Image-backed grounding data
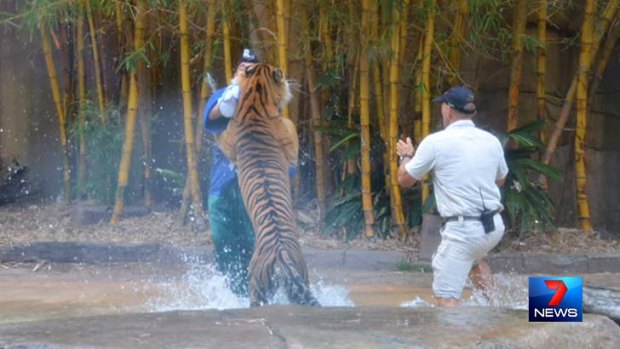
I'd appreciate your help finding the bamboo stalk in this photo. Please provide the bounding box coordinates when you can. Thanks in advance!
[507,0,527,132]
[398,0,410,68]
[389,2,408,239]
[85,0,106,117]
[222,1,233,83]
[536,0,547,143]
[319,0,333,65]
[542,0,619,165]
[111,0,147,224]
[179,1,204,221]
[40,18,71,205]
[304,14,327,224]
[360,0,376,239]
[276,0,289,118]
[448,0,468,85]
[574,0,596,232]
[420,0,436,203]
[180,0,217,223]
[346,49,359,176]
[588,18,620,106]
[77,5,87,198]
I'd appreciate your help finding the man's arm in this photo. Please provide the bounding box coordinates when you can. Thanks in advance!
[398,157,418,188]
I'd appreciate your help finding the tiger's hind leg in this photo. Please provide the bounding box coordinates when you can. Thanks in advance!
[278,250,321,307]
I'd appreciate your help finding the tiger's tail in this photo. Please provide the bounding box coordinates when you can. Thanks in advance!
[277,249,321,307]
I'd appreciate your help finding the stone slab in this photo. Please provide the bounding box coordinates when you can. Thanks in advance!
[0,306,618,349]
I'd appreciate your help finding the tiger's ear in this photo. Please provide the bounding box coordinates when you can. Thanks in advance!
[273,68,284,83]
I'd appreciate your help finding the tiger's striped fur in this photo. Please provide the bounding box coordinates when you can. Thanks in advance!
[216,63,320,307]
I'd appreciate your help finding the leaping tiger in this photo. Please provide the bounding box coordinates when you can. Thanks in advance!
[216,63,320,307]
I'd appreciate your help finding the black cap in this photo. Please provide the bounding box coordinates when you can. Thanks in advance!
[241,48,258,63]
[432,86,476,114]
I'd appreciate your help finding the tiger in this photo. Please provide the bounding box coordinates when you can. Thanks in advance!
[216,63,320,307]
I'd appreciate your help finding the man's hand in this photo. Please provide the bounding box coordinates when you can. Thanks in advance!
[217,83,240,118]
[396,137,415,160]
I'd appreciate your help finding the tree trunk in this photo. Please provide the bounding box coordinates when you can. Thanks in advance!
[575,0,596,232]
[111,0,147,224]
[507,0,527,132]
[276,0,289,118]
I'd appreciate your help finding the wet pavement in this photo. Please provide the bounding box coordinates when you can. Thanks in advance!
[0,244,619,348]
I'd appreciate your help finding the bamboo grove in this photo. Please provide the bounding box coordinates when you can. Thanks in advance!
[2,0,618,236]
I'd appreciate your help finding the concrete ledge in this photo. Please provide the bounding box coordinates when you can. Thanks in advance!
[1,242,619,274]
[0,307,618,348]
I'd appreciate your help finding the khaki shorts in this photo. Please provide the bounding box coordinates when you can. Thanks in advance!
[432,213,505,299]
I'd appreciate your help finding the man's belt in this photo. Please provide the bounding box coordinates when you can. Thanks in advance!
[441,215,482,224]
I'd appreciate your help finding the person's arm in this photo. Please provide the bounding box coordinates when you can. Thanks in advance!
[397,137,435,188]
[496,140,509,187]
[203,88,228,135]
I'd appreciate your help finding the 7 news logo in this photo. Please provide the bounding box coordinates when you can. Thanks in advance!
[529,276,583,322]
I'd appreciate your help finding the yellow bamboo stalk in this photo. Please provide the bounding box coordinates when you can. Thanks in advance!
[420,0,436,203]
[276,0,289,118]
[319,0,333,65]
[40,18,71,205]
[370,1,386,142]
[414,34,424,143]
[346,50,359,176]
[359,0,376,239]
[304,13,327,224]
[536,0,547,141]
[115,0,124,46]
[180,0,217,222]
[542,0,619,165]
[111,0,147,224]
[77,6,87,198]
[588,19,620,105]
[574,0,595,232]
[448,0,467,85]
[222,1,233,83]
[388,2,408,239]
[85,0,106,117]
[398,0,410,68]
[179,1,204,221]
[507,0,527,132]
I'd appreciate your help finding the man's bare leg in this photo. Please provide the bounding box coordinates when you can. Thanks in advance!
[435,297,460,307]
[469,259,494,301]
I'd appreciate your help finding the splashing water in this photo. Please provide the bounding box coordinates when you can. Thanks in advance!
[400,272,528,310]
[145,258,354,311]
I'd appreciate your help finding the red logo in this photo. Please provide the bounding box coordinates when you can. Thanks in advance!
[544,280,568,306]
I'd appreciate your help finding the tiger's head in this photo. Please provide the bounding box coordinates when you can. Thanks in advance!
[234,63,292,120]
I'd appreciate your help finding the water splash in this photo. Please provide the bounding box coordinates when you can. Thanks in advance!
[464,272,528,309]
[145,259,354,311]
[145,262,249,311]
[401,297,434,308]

TASK STATEMENT: Nothing but the pictures should be left out when the records are retyped exactly.

ANSWER BOX:
I'd appreciate your help finding the bamboo stalk in this photo. Please provide the bounding box coordinates when you can. Thanks in advance!
[507,0,527,132]
[398,0,410,68]
[389,2,408,239]
[85,0,106,117]
[222,1,233,83]
[536,0,547,143]
[319,0,333,65]
[542,0,619,165]
[111,0,147,224]
[179,1,204,221]
[40,18,71,205]
[304,14,327,224]
[360,0,376,239]
[276,0,289,118]
[448,0,468,85]
[574,0,596,232]
[420,0,436,203]
[180,0,217,223]
[346,49,359,176]
[588,18,620,106]
[77,5,87,198]
I'd appreciate your help finding the man's arm in this photo. Please provide the bounding box coordinates when you can. Thanks in advance!
[398,157,418,188]
I'd appreciate your help finding the tiger's hind leg in this photo. Please provide the bounding box coordinates when you can. Thanks in advance!
[278,250,321,307]
I'd appreciate your help finding the tiger's tail in this photo. Please provide the bounding box coordinates when you can. Thanks in advance!
[277,249,321,307]
I'd appreciate your help finding the stone slab in this photo. Please provide the bounding box coordinates when you can. Thanks in advance!
[0,306,618,349]
I'd appreciate your help finding the tiger's ear in this photo. Please provide the bounding box coordinates when you can. Thanks in advance!
[273,68,284,83]
I'd appreciate your help finding the tiger's striped fur in this photo. Please provide the bounding box coordinates when you can. Thanks in advance!
[216,63,320,307]
I'd appreciate your help finding the leaping tiger in this photo. Please provide the bounding box coordinates when you can. Thanks in advance!
[216,63,320,307]
I'd appreciate your help finding the black cap in this photo. Please provide the bounding box coordinates when you can. Thanks in advance!
[241,48,258,63]
[432,86,476,114]
I'd appreciate your help finding the tiger in this photo. Please provide the bounding box coordinates when you can. Thanks in advance!
[216,63,320,307]
I'd appreciate your help finding the man's hand in this photo. Please provide the bounding box coordinates when you can. Thanks in advance!
[217,83,240,118]
[396,137,415,160]
I'd appreciate your help finding the tree trunk in this photo. Please provide the bounding box coordinates when you can. Thanks in advance!
[575,0,596,232]
[111,0,147,224]
[507,0,527,132]
[276,0,289,118]
I'd appreciate your help finding the wet pavement in this photo. Please provide the bounding box coordinates when you can. Thanks in advance!
[0,244,619,348]
I'd appreciate your help finding the bamboo grove in this photo. Please provide the bounding box coordinates when you can. Thanks in advance!
[2,0,618,236]
I'd appreciate your help finding the concrete ledge in this photo. Please provide the bounding box coordinates when you can. Thanks in advance!
[1,242,619,274]
[0,307,618,348]
I'd appreciate your help finding the khaki shorts in this photo. Please provide the bounding box coordinates when you can. Thanks in advance!
[432,213,505,299]
I'd appreciate your help finding the man's belt in this photo. Please provide the bounding box coordinates when you can. Thanks in advance!
[441,215,482,224]
I'd appreciate your help finding the person's arm in this photo. Please provide the bounding box coordinates when you can. Thanks in advance!
[397,137,435,188]
[496,140,509,187]
[203,88,228,135]
I'd appreciate your help finding the 7 news logo in this photo. Please provide the bounding box coordinates when you can. Thanks in advance!
[529,276,583,322]
I'd appreciate your help finding the yellow bamboo stalk in this photo. Please provide the bounding box coordinates when you can. Thanks in advance!
[420,0,436,203]
[276,0,289,118]
[319,0,333,65]
[40,18,71,205]
[370,1,386,142]
[414,34,424,143]
[346,50,359,176]
[359,0,376,239]
[304,13,327,224]
[536,0,547,141]
[115,0,124,46]
[180,0,217,222]
[542,0,619,165]
[111,0,147,224]
[77,6,87,198]
[588,19,620,105]
[574,0,595,232]
[448,0,467,85]
[222,1,233,83]
[388,2,408,239]
[85,0,106,117]
[398,0,410,68]
[179,1,204,221]
[507,0,527,132]
I'd appreciate your help finding the man's bare leg in this photo. Please provide the bounding box coordinates when you can. Thanks in advance!
[435,297,460,307]
[469,259,494,301]
I'd appreciate your help finding the splashing water in this photo. Please provide the bounding box coordinates when you can. Thanks in advance!
[400,272,528,310]
[145,258,354,311]
I'd appreciate your help finding the red logo in this photo. Please provide the bounding box coordinates when you can. Thanks in advance!
[544,280,568,306]
I'd appreciate your help finding the tiger's head in this photo. Please provide the bounding box coordinates when you can. Thanks in advance!
[234,63,292,120]
I'd appreciate your help finding the water splash in this photo. Please provide the bounding box coordinates when you can. Thanks in advance!
[464,272,528,309]
[145,259,354,311]
[145,262,249,311]
[401,297,434,308]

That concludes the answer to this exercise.